§ TASK REQUIREMENTS
Return the post about hands-on science and the optical illusion craft word for word, with nothing changed.
--- Start of GIVEN PASSAGE ---
We are gearing up for some science fun with this week's Discover & Explore linky.
I love introducing hands-on science activities to kids so that they can experiment, think and ponder all those wonderful questions they love to ask to stump their parents ;)
There are a number of easy ways to learn with science -- many of them arise from the questions the kids have about things they see happening in their world. Some questions are easily answered with a fun & quick experiement. For some ideas about how to introduce every day science concepts, try a few of these fun ways to teach kids about science.
Create an Optical Illusion
My kids have always been crazy over the optical illusions they see in books and very intrigued in how it's done. If you're not sure what I mean, here are a few books for kids that show a variety of optical illustions:
An optical illusion is a visual image that can be perceived differently depending on how you look at it. We say it's a picture that tricks your mind.
It really is kind of a trick so we thought we'd do one for Halloween as part of a trick and treat for you!
This is a super easy one to do at home -- here's what you'll need:
- An index card or two small pieces of paper that are the same size
- Markers (to draw the picture) -- we found they work better than crayons
- A pencil
If you're using an index card, fold it in half. For paper, you'll just need two pieces that are approximately 2 - 3 inches in size. You can see that we bent the card in half to get two equal sections.
Then you'll need to decide what picture you'd like to use for your illusion. We chose a jack o'lantern for Halloween but you can also do any fun picture that can be drawn in two parts. Draw the pumpkin on one of the pieces of paper and on the other, draw the jack o'lanterns face.
--- End of GIVEN PASSAGE ---
--- Start of DATASET ROWS ---
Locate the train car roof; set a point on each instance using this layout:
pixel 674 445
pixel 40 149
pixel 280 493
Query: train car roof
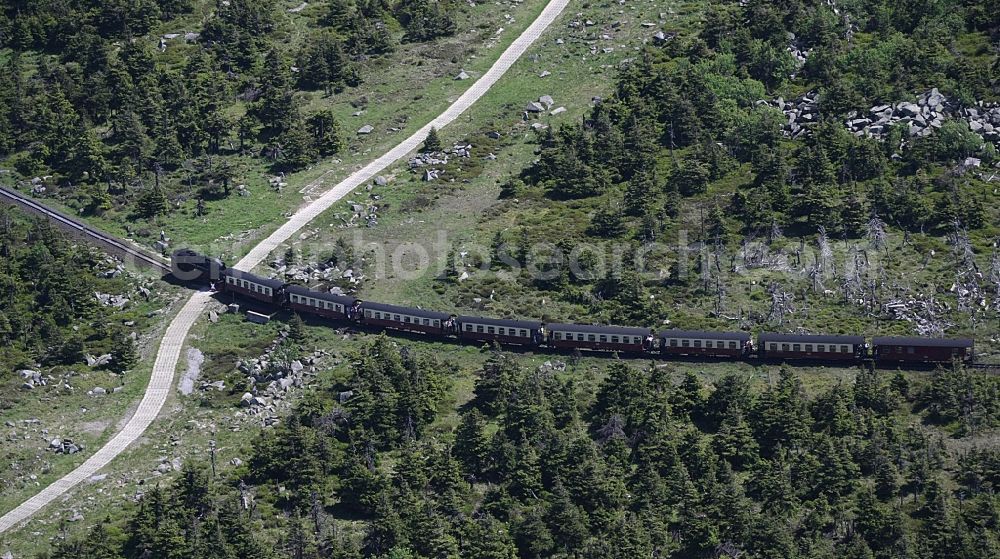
pixel 422 313
pixel 302 290
pixel 703 334
pixel 810 338
pixel 529 324
pixel 599 329
pixel 240 274
pixel 922 342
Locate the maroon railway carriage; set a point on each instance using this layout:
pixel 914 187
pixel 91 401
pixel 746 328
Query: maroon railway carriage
pixel 921 350
pixel 516 332
pixel 404 318
pixel 807 346
pixel 604 338
pixel 698 342
pixel 326 305
pixel 248 285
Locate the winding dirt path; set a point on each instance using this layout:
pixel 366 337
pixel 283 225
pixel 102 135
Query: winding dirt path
pixel 162 378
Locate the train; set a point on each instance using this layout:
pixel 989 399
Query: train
pixel 189 266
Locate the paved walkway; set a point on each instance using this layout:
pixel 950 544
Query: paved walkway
pixel 162 379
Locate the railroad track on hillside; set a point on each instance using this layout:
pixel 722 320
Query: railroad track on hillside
pixel 161 380
pixel 85 231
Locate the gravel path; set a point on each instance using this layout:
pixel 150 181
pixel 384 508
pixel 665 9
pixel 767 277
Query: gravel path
pixel 161 380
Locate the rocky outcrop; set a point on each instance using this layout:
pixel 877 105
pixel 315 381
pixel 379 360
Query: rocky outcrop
pixel 918 118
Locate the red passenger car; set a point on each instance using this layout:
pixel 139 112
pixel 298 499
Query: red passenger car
pixel 921 350
pixel 808 346
pixel 248 285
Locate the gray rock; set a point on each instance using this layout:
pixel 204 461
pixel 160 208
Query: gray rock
pixel 909 109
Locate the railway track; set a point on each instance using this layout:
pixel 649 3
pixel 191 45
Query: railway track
pixel 87 232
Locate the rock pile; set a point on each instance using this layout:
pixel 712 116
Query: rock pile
pixel 31 379
pixel 316 272
pixel 919 119
pixel 431 162
pixel 64 446
pixel 270 379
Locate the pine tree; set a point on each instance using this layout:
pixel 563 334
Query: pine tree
pixel 472 443
pixel 152 203
pixel 326 133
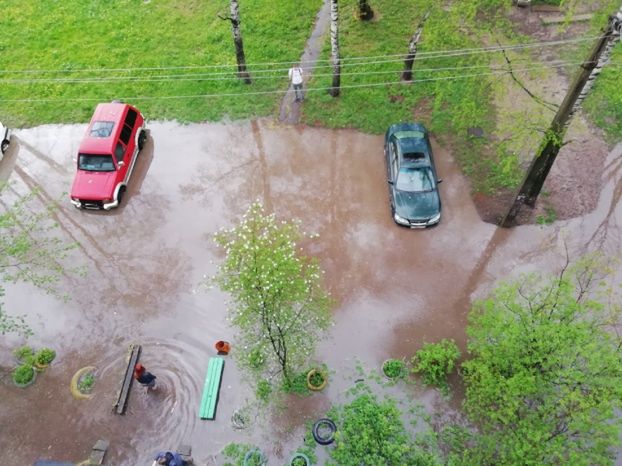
--- End of DATASET ROWS ---
§ SOLUTION TO THIS EXERCISE
We are gearing up for some science fun with this week's Discover & Explore linky.
I love introducing hands-on science activities to kids so that they can experiment, think and ponder all those wonderful questions they love to ask to stump their parents ;)
There are a number of easy ways to learn with science -- many of them arise from the questions the kids have about things they see happening in their world. Some questions are easily answered with a fun & quick experiement. For some ideas about how to introduce every day science concepts, try a few of these fun ways to teach kids about science.
Create an Optical Illusion
My kids have always been crazy over the optical illusions they see in books and very intrigued in how it's done. If you're not sure what I mean, here are a few books for kids that show a variety of optical illustions:
An optical illusion is a visual image that can be perceived differently depending on how you look at it. We say it's a picture that tricks your mind.
It really is kind of a trick so we thought we'd do one for Halloween as part of a trick and treat for you!
This is a super easy one to do at home -- here's what you'll need:
- An index card or two small pieces of paper that are the same size
- Markers (to draw the picture) -- we found they work better than crayons
- A pencil
If you're using an index card, fold it in half. For paper, you'll just need two pieces that are approximately 2 - 3 inches in size. You can see that we bent the card in half to get two equal sections.
Then you'll need to decide what picture you'd like to use for your illusion. We chose a jack o'lantern for Halloween but you can also do any fun picture that can be drawn in two parts. Draw the pumpkin on one of the pieces of paper and on the other, draw the jack o'lanterns face.